[Excerpted passage]:
These rules seem strange to me, a dog is a dog and needs to be cleaned up after, no matter what the size. A big dog will give one or two loud barks but a small dog will yap for ages, so which one is more disturbing. However, we chose to go with a small dog and then decided to get two. Small dogs are great to travel with, they take up no room in an RV and take up just a tiny space on the bed. Our dogs do not shed, so no hairs on good clothes. Both our small dogs are treated like a big dog. They get muddy and will eat anything that they are given and, because we have two dogs, we feel no guilt in leaving them home when we go out.
We never actively went out and got a cat, cats always found us and we have never been without one. There is something about having a cat curled up, in a corner of a chair, that makes a house a home. Off course, the resultant shedding makes for visiting friends to go home with hairy bottoms, but that is part of the joy of visiting the Whalley home.
With four young daughters, it was inevitable that one of them would turn up with a kitten, one of ours turned up with two. My in-laws lived in our basement suite and my mom-in-law was as big a sap as myself, so we both adopted these snow white sisters. The kittens were inseparable and lived both upstairs and down, whenever the mood took them.
One day I broke off from mowing the lawn, to make lunch. I don’t know what prompted me, on my return to the chore, to look under the mower, but there were both kitties curled up together, between the blades. Thank goodness for whatever instinct made me think to look.
One cold morning I lit the fire in the rec. room. While I was arranging paper and kindling, one of the cats was making a nuisance of itself, walking between me and the fireplace. I went to look for matches and the instant I put the match to the paper, I thought about the missing cat. I felt sick as I watched the flames roaring up the chimney, but there was no sign of the cat in the room. I went outside and heard a pitiful mewling coming from the roof. The thought of the roasted cat made me physically ill and I went in search of Dave, who brought a ladder. The kids had no idea of what was going on as Dave mounted the ladder. He got to the roof and turned to give me a big grin. He brought down the very annoyed cat who didn’t have a spot of soot on it.
We figured it must have jumped onto a ledge, inside the fireplace, and when the flames appeared it had somehow managed to go straight up the chimney, to the roof. I think it must have grown wings to have got up there without even getting it’s feet dirty. Of course, big flames had given it the incentive to move quickly. I never left a fire unattended after that.
Several years later, we were moving into a bigger house, which already had a resident cat. Minky was a neutered male who lived across the road but, for some unknown reason, it preferred to live with the neighbours. They both worked full time so were happy to have the cat live with them, when they were home from work. The evening we went to view the house, the cat was sleeping on the bed.
When we moved in and took our own three female cats with us, the visitor was not happy and there was constant yowling between him and our three kitties through the windows and doors. I ignored it for almost a year as I knew it had a perfectly good home across the road. One night, we had a heck of a rainstorm. Thunder and lightening plus a terrific downpour. The poor cat sat crying at the door, soaking wet and bedraggled. I gave in and let him indoors, where he lived for the next fifteen years.

[Exercise set]:
1. From the passage about the family's pets, return the part that opens with the words containing "We figured it" and closes with "unattended after that.".
2. Answer these questions using the passage about the family's pets.
(a) What color were the two kitten sisters that were adopted?
(b) Where were both kitties found when the mower was checked?
(c) What was the name of the cat that already lived at the bigger house?
3. Continue the passage about the family's pets from where it stops.

[Provided information]:
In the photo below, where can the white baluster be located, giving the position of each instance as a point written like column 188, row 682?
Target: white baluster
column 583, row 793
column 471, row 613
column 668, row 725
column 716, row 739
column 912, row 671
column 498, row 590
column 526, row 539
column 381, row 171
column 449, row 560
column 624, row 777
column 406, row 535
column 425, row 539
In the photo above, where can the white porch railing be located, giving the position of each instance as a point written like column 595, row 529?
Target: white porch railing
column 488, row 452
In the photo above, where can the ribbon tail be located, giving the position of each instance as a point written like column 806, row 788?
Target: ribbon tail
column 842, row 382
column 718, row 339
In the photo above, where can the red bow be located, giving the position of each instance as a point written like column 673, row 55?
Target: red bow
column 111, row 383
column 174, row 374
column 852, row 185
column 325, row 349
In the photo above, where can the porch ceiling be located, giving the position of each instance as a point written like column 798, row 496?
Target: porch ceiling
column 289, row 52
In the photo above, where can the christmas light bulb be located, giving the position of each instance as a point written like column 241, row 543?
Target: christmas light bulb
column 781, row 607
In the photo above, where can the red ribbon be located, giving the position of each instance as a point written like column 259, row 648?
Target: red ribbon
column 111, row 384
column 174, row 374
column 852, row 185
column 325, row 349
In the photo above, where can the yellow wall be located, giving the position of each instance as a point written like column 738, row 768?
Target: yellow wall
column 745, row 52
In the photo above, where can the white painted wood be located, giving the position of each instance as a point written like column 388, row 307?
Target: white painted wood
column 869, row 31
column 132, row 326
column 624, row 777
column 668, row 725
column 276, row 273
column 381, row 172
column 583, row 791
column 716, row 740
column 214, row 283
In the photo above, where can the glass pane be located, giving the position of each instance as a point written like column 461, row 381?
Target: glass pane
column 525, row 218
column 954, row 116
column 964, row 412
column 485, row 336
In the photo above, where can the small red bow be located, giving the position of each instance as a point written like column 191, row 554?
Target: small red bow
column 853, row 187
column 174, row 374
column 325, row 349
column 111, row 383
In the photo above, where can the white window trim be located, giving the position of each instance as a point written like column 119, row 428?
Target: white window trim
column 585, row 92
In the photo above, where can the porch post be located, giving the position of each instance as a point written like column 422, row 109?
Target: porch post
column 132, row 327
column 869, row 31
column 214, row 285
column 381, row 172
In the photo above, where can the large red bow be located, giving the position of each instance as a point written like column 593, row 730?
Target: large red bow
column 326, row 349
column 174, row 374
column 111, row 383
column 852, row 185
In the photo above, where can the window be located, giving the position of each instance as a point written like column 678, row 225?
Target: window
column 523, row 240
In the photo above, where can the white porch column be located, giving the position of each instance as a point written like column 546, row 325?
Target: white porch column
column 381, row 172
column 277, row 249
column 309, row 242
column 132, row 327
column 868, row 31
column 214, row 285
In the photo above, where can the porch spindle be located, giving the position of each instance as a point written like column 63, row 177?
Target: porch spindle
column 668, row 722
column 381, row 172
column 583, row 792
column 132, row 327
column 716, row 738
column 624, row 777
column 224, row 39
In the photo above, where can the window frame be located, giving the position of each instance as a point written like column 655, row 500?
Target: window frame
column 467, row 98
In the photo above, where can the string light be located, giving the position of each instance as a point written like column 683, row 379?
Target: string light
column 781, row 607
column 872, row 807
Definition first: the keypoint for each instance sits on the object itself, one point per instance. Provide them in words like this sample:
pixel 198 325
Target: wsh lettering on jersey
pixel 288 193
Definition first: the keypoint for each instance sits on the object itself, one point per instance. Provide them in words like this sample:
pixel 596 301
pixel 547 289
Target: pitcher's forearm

[Answers to the exercises]:
1.
We figured it must have jumped onto a ledge, inside the fireplace, and when the flames appeared it had somehow managed to go straight up the chimney, to the roof. I think it must have grown wings to have got up there without even getting it’s feet dirty. Of course, big flames had given it the incentive to move quickly. I never left a fire unattended after that.

2.
(a) Snow white.
(b) Curled up together under the mower, between the blades.
(c) Minky.

3.
The three female cats never got to like him but they all put up with one another, apart from the odd swear word. We moved house twice with the old boy, which was OK with his previous owners. He was 21 when he passed away, very peacefully, on the door mat, the three ladies followed him over the next couple of years, all of them very old and very much loved.
One of our most memorable cats was Teddy. We had the three lady cats in residence and Minky still trying to move in with us when Teddy turned up. Teddy was another stray who had been on the streets for quite a while, according to the condition of his flea ridden coat and the bones sticking out of his big long frame. He was a very big cat but had been starved half to death.
We already had three and a half cats and I didn’t want another, but could not turn him away in his condition. We fed him outside, on the deck but I wouldn’t allow him in. In a couple of weeks we were due to go on a camping holiday and I didn’t want to be dealing with the unknown habits of a new cat, in our absence. My in-laws still lived with us and they were going to look after the indoor brood and feed the stray outside. I promised our daughters that if the stray cat was still hanging around, on our return, we would keep him.
Of course he was still there, what had I expected? I filled the sink with warm water, carried the skinny cat inside and dumped him in the sink. He sat there quietly, while I shampooed him twice with flea soap and then sat purring, as I dried him off. He purred his way right into my heart and became one of the best cats we ever owned. It didn’t take too long before this long skinny cat filled out into a beautiful ball of orange fur. He was so good natured and didn’t seem to mind when I took him to the vets for a ‘snip’. However, he never forgot his starving days and was always leaning against the fridge door, hoping for more food. Shortly after taking in Teddy, we also adopted Minky so now were the owners of five cats and a big lab.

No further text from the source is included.